TEXT SECTION:

****

Last Updated on 15th March 2019
Dr Noureen Ahmad
General Practitioner, Belgium
The oesophagus is the muscular tube in the body, which connects from the throat to the stomach. At the end of this tube, there is a closing muscle known as the lower oesophageal sphincter (LES), which opens while food passes through the oesophagus from the mouth to the stomach. The sphincter then squeezes shut in order to prevent the food and acid (which is produced by stomach for digestion) from flowing back up. A small amount of acid and stomach content can still enter the oesophagus, but this small amount usually does not cause any problems.
Gastro-oesophageal reflux disease (GORD) is a long-term condition where continuous acid reflux from the stomach to the oesophagus results in complications and symptoms due to irritation and lesions. This usually occurs due to failure of the LES.
The risk factors of GORD are partly dependent on food intake, for example, alcohol, chocolate, coffee, fatty foods, spicy foods, fizzy drinks and big heavy meals. Medications can also be a major contributor especially NSAIDs (nonsteroidal anti-inflammatory drugs) and some antidepressants.
Other risk factors include smoking and special circumstances such as pregnancy, obesity, past surgery of the stomach and hiatus hernia.
Hiatus hernia is the most common cause of GORD. This is when part of the stomach herniates protrudes abnormally in the chest and the closing muscle of the oesophagus only partially closes causing more acid reflux towards the oesophagus.
Other causes of acid reflux can be peptic ulcers and lesions in the stomach and intestines. The most common causes of these ulcers are due to a special bacterium in the stomach, called Helicobacter pylori (H pylori) and long-term use of NSAIDS. H pylori are bacteria that can reside in the stomach silently with no symptoms, but when symptoms do occur, they are mostly of gastritis and peptic ulcers. The presence of these bacteria can be diagnosed through a blood test, breath test and stool test.
Clinical symptoms of GORD in very young children can be vomiting, refusing to eat or not gaining weight, pain after eating and experiencing breathing difficulties. Older children and adolescents can showcase symptoms such as stomach pain, chest pain, heartburn, nausea, burning sensation in the mouth, frequent belching, coughing and discomfort when swallowing. Due to inadequate digestion, symptoms such as fullness, bloating and intestinal gas production can also occur.
The diagnosis of GORD is based on the clinical symptoms and further investigations are usually not needed. In cases of symptoms such as anaemia, swallowing problems, bleeding from stools and weight loss, urgent referrals and investigations are required.
The treatment for GORD lies in controlling the acid reflux symptoms.
The first step is lifestyle advice and changes. These include a healthy diet, normal weight (BMI of 18.5-24.9) and to avoid foods such as alcohol, coffee, chocolate and fatty and spicy foods. It is also advised to stop smoking and refrain from excessive use of NSAIDs. Food should be eaten in small portions frequently throughout the day and heavy meals should be avoided just before bed. Sleeping with the head side raised can also prevent acid flow towards the oesophagus due to gravity.

****

ENTRIES PROVIDED:

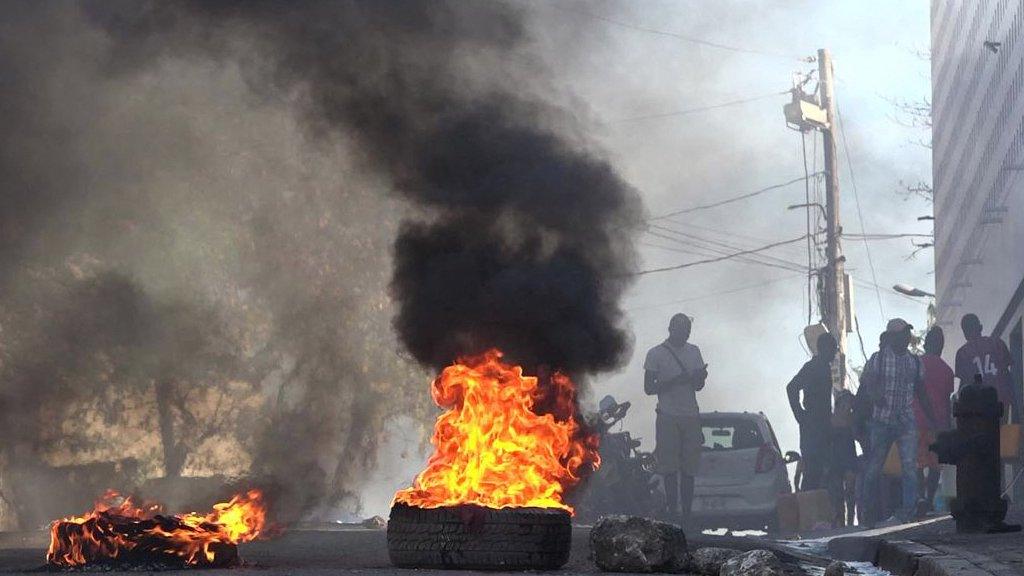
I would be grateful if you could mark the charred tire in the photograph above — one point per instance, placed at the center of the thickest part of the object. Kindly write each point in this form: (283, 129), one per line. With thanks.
(477, 538)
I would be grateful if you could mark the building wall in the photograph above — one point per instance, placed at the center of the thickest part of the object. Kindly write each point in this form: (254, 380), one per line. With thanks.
(978, 165)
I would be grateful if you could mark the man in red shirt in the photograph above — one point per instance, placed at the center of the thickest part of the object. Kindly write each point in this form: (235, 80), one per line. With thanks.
(939, 386)
(990, 358)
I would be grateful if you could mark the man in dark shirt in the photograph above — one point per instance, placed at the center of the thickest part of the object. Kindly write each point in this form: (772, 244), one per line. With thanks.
(814, 415)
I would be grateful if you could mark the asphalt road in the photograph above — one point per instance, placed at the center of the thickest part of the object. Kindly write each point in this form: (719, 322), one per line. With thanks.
(300, 552)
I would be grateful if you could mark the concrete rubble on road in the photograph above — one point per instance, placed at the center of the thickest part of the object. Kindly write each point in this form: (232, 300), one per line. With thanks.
(708, 562)
(836, 569)
(754, 563)
(625, 543)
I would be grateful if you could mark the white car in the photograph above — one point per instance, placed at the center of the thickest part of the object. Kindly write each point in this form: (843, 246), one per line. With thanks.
(742, 472)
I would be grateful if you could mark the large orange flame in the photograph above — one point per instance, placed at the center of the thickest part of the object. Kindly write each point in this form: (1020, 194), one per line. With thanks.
(505, 440)
(116, 528)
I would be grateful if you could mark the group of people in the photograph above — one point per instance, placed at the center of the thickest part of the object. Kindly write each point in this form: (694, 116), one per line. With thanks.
(903, 401)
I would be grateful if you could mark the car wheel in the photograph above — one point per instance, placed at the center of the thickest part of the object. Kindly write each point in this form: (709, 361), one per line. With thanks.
(476, 538)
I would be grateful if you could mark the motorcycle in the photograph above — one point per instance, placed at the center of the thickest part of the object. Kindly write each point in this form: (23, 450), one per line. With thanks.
(625, 483)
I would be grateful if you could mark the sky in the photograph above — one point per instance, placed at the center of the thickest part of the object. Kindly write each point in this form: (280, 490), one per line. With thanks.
(748, 319)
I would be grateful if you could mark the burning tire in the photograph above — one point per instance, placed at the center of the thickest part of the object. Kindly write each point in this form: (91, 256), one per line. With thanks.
(477, 538)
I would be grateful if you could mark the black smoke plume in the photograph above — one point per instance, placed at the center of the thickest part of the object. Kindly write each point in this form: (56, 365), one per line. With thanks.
(175, 270)
(528, 240)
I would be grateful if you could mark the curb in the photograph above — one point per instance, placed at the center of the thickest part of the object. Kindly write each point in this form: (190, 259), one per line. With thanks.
(905, 558)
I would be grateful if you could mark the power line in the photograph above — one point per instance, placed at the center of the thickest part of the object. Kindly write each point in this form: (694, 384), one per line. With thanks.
(735, 237)
(719, 247)
(807, 217)
(887, 236)
(695, 110)
(717, 293)
(733, 199)
(711, 252)
(678, 36)
(860, 216)
(720, 258)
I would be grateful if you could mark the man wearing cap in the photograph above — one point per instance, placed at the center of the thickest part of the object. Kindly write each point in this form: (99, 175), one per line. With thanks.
(895, 376)
(675, 371)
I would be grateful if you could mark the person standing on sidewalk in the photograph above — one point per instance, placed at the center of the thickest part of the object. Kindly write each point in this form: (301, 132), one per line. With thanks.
(814, 415)
(989, 357)
(938, 386)
(895, 377)
(675, 371)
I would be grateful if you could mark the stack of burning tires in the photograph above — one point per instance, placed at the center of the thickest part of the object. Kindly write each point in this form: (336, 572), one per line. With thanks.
(491, 497)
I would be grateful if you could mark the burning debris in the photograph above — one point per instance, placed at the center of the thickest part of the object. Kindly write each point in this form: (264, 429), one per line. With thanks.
(118, 533)
(506, 452)
(505, 441)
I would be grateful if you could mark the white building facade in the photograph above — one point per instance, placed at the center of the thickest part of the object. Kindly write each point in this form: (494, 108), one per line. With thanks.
(978, 167)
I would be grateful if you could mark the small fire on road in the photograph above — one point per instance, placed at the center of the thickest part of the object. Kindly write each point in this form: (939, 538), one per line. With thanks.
(117, 531)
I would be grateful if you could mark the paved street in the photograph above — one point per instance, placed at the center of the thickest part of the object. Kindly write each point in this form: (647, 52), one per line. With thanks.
(992, 553)
(318, 551)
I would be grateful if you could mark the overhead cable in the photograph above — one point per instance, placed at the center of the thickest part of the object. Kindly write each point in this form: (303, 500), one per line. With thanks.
(690, 39)
(720, 258)
(733, 199)
(860, 216)
(696, 110)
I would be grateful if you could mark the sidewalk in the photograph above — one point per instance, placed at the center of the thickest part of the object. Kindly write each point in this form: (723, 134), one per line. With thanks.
(936, 549)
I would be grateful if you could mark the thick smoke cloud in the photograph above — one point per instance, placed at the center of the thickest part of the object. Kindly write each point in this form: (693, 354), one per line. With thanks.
(528, 245)
(199, 269)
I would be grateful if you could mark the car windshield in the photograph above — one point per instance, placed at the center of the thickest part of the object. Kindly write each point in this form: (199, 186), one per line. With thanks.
(730, 435)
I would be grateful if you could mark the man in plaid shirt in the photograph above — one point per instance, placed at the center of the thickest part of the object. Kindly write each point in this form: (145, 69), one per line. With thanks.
(894, 377)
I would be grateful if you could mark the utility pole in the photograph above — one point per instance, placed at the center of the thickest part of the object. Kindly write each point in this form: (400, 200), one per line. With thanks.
(834, 277)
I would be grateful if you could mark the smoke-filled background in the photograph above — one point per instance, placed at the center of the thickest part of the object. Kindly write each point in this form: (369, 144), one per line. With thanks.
(201, 201)
(238, 238)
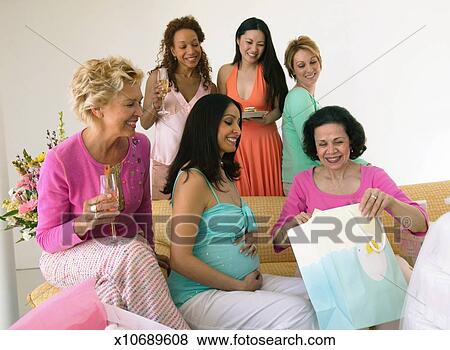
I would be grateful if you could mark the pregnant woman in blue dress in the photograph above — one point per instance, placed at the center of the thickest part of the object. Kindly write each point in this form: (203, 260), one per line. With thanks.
(215, 280)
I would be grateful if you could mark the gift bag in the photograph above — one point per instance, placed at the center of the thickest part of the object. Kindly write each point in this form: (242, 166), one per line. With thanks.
(349, 269)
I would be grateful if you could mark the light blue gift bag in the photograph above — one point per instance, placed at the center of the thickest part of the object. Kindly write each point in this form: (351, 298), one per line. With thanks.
(351, 285)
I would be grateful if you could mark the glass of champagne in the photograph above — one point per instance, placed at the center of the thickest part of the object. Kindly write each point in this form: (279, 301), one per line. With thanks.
(108, 185)
(163, 79)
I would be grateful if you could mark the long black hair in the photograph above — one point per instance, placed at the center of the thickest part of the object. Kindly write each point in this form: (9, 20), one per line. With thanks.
(273, 72)
(199, 147)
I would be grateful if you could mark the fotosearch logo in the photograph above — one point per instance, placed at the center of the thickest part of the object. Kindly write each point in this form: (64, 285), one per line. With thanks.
(170, 228)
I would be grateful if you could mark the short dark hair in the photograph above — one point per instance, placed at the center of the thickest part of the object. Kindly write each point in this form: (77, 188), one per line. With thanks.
(334, 115)
(199, 147)
(273, 72)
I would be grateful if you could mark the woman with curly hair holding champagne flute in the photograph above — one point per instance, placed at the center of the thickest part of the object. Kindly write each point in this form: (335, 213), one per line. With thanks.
(173, 87)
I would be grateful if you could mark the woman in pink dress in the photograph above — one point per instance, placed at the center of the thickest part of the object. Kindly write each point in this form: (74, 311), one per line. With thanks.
(189, 78)
(256, 80)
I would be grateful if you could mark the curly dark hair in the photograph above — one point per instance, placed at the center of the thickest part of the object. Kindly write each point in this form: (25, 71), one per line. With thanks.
(199, 147)
(166, 59)
(334, 115)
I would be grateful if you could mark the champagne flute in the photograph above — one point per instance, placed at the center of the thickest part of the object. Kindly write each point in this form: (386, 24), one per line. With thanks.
(108, 185)
(163, 79)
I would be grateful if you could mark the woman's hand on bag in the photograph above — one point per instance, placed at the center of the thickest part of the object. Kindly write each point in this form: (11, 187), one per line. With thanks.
(252, 282)
(373, 202)
(249, 247)
(302, 217)
(100, 210)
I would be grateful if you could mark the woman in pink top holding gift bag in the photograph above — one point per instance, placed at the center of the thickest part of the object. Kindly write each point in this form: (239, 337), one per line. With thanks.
(334, 137)
(256, 80)
(107, 236)
(169, 99)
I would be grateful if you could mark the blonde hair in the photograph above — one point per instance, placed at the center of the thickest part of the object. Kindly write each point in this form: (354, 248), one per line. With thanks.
(302, 42)
(97, 81)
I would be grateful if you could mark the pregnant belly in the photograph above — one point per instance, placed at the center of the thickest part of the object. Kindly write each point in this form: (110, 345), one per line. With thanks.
(228, 260)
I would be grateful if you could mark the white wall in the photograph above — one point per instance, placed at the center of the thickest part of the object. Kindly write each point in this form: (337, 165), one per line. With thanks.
(401, 99)
(8, 286)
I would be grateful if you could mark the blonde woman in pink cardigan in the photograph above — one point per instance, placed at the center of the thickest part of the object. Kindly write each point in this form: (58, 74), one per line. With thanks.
(75, 220)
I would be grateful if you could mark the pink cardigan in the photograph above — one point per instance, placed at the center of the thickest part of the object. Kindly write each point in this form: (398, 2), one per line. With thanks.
(305, 196)
(70, 175)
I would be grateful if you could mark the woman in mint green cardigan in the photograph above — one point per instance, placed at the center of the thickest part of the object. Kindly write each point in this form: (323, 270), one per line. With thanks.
(304, 63)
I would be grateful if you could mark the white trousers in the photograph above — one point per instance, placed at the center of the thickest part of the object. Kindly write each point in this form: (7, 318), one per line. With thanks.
(281, 303)
(427, 304)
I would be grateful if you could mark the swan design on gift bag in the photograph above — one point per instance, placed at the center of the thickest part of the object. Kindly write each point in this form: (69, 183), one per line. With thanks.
(372, 258)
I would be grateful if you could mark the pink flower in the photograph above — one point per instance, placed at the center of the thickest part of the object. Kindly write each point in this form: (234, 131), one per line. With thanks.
(26, 182)
(27, 206)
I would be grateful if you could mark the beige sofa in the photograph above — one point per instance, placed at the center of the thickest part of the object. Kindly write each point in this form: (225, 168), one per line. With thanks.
(267, 210)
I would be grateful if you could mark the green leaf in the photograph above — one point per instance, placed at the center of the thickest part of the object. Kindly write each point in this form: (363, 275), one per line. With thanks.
(9, 213)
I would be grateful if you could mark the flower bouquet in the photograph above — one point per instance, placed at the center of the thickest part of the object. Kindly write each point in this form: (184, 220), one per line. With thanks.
(21, 205)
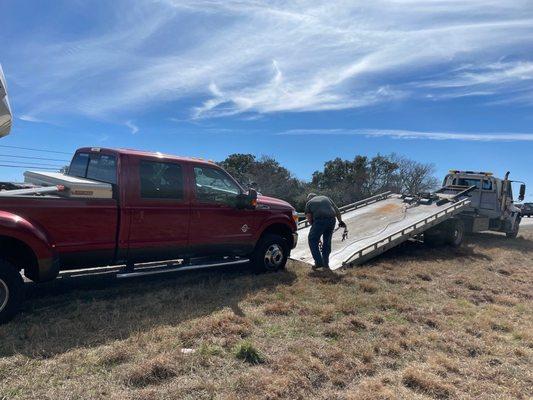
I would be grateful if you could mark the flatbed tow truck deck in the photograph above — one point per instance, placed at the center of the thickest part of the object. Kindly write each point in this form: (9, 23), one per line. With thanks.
(378, 224)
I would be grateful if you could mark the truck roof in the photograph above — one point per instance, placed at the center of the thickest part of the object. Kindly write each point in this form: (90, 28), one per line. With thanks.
(141, 153)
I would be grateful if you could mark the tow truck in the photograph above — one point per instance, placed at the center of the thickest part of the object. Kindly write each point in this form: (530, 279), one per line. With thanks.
(467, 202)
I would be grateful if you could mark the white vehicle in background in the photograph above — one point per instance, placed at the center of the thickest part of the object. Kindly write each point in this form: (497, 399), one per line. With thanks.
(5, 111)
(492, 205)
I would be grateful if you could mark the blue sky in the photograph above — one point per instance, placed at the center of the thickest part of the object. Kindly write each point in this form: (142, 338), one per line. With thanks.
(442, 81)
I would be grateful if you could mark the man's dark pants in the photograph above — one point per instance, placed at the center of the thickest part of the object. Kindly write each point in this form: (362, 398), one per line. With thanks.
(322, 227)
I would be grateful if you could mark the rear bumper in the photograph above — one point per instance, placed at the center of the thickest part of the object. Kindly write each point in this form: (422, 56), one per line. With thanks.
(294, 240)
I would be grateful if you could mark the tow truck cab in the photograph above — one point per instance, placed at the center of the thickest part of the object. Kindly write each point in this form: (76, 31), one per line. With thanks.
(491, 202)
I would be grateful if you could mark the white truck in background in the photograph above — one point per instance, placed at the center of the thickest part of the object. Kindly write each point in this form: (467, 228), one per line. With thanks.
(492, 206)
(5, 110)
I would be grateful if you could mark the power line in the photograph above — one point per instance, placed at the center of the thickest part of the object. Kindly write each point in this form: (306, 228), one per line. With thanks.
(34, 158)
(28, 166)
(34, 149)
(30, 163)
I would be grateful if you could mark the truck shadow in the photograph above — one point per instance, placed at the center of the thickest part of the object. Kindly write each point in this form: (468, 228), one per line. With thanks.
(472, 248)
(95, 310)
(418, 251)
(497, 240)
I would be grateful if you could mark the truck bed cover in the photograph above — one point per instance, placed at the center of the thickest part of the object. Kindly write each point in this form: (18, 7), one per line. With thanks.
(375, 225)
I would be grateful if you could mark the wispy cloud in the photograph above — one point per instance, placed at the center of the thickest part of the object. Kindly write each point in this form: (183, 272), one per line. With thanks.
(265, 57)
(133, 128)
(29, 118)
(409, 135)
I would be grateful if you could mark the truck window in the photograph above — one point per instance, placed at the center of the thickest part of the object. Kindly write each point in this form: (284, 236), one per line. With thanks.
(78, 166)
(487, 184)
(468, 182)
(103, 168)
(160, 180)
(214, 186)
(98, 167)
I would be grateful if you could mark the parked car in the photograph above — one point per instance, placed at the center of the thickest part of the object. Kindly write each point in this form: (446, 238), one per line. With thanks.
(161, 207)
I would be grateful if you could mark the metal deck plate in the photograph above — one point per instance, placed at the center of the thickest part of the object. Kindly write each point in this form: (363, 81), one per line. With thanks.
(376, 228)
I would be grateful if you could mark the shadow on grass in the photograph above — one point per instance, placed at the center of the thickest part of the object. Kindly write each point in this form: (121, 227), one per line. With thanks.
(472, 248)
(418, 251)
(91, 311)
(522, 243)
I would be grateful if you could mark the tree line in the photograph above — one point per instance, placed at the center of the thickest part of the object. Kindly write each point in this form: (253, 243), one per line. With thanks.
(345, 181)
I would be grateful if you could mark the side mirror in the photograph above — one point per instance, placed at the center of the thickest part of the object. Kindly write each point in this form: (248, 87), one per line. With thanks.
(247, 200)
(522, 194)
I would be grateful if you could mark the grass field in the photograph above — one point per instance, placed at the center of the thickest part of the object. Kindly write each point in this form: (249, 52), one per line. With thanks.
(417, 323)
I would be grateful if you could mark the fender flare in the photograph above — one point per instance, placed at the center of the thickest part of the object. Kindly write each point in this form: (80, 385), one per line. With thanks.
(17, 227)
(284, 220)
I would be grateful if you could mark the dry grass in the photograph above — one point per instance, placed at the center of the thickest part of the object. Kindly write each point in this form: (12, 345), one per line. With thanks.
(417, 323)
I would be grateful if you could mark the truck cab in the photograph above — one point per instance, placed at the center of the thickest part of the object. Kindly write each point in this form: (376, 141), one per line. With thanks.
(491, 201)
(147, 207)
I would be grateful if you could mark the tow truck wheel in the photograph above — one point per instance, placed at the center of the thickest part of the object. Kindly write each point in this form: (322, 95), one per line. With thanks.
(514, 233)
(11, 291)
(455, 232)
(270, 254)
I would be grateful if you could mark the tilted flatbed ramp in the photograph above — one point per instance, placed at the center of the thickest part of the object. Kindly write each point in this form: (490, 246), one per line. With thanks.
(376, 225)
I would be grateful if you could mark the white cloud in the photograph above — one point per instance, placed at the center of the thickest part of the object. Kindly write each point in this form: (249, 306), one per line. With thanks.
(29, 118)
(134, 128)
(406, 134)
(236, 56)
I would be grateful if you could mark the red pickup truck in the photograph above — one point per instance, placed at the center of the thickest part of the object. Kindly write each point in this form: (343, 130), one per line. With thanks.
(162, 208)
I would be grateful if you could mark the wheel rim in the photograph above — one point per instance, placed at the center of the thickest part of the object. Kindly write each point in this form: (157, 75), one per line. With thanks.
(4, 295)
(273, 256)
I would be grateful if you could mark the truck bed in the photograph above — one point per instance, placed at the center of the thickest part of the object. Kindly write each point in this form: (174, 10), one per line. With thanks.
(375, 225)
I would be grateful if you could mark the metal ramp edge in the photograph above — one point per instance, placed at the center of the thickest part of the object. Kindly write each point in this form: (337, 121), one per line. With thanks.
(404, 234)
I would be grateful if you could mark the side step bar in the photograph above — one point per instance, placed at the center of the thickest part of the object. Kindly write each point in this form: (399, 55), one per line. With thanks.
(163, 270)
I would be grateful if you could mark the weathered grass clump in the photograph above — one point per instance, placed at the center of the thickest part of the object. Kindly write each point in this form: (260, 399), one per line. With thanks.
(246, 351)
(150, 372)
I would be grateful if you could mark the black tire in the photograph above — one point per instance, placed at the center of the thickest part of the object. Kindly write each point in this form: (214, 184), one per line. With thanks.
(433, 239)
(11, 291)
(270, 254)
(455, 232)
(514, 233)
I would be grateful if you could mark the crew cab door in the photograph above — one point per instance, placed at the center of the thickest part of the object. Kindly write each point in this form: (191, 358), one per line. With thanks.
(217, 225)
(159, 210)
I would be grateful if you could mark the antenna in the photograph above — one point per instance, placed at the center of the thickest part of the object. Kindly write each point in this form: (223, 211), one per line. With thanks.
(5, 110)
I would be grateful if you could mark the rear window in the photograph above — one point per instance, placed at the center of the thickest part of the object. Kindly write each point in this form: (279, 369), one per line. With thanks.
(98, 167)
(160, 180)
(467, 182)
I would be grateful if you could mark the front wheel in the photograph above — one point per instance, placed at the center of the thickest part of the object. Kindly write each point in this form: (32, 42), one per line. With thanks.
(11, 291)
(514, 232)
(270, 254)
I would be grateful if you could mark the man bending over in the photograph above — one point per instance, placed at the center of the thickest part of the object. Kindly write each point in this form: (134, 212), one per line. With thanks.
(321, 211)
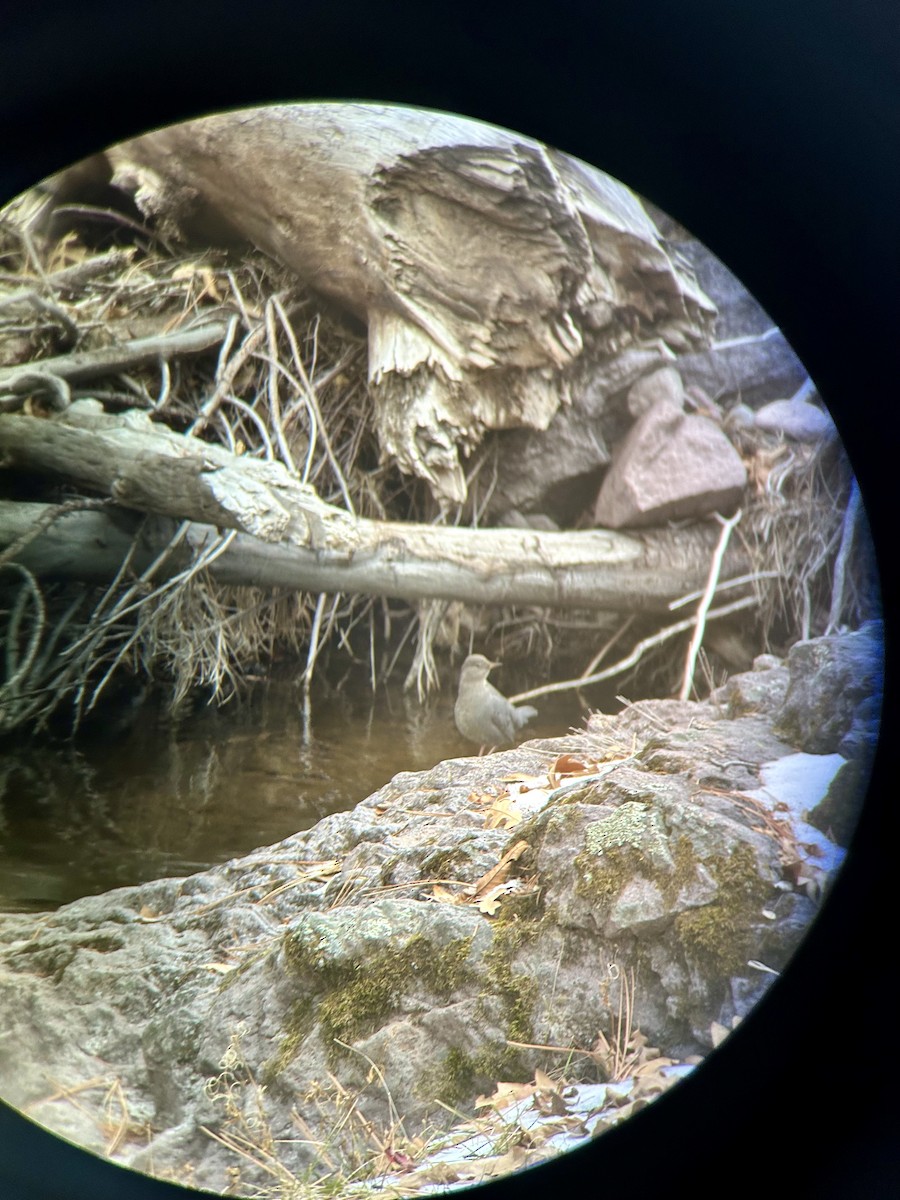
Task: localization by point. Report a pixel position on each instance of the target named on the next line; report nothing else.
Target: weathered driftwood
(105, 360)
(291, 538)
(485, 265)
(591, 570)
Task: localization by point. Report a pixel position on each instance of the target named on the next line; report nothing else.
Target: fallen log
(589, 570)
(289, 538)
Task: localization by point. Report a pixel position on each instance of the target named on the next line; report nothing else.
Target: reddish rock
(671, 466)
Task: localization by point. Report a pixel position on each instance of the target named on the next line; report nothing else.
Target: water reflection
(171, 798)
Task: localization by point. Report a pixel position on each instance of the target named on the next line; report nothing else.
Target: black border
(773, 132)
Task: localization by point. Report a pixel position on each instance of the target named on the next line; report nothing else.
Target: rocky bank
(414, 951)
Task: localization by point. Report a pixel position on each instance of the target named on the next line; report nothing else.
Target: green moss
(297, 1027)
(601, 877)
(444, 864)
(719, 935)
(454, 1081)
(359, 995)
(516, 993)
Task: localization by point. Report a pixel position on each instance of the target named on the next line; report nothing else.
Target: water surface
(169, 798)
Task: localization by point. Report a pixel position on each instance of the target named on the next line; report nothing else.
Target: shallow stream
(171, 798)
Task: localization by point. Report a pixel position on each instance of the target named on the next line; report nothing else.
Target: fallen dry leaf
(490, 903)
(503, 814)
(498, 874)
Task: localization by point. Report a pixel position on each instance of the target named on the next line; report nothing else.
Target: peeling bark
(485, 265)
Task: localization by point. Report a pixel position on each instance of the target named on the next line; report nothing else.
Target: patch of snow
(798, 781)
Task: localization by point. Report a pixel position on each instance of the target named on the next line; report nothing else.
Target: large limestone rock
(156, 1021)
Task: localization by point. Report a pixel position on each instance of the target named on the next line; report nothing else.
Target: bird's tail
(525, 713)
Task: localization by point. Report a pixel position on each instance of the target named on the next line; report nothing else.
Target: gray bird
(483, 715)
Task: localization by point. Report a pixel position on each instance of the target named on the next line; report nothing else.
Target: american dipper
(483, 714)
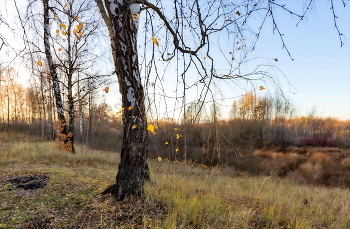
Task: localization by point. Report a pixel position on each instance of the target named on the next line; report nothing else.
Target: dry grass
(177, 197)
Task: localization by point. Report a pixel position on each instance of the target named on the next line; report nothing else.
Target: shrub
(322, 159)
(346, 162)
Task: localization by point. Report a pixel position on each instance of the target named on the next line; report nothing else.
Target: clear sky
(320, 72)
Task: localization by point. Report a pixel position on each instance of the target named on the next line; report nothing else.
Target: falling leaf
(154, 40)
(63, 26)
(150, 127)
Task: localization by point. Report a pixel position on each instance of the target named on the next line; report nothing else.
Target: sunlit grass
(178, 196)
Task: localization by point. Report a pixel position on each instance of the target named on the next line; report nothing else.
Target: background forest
(205, 137)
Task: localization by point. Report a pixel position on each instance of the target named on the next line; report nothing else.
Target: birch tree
(70, 34)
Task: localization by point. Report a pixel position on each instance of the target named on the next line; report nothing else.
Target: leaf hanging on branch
(63, 26)
(154, 40)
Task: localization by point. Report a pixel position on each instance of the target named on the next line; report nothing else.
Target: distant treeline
(254, 123)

****

TASK 1:
Translate this sentence from the GORD article into Spanish: "The treatment for GORD lies in controlling the acid reflux symptoms."
TASK 2:
Answer from the GORD article:
(a) What BMI range does it give for normal weight?
(b) What does it name as the most common cause of GORD?
(c) Which three tests can diagnose the presence of H pylori?
TASK 3:
For each statement, say whether the GORD article agrees, and quote the words that decide it.
(a) Diagnosing GORD usually requires further investigations beyond the clinical symptoms.
(b) A small amount of stomach acid entering the oesophagus usually causes no problems.
(c) H pylori always produce symptoms when present in the stomach.

RESULT 1:
El tratamiento de la ERGE consiste en controlar los síntomas del reflujo ácido.

RESULT 2:
(a) 18.5-24.9
(b) Hiatus hernia
(c) A blood test, a breath test and a stool test

RESULT 3:
(a) No: "further investigations are usually not needed"
(b) Yes: "this small amount usually does not cause any problems"
(c) No: "can reside in the stomach silently with no symptoms"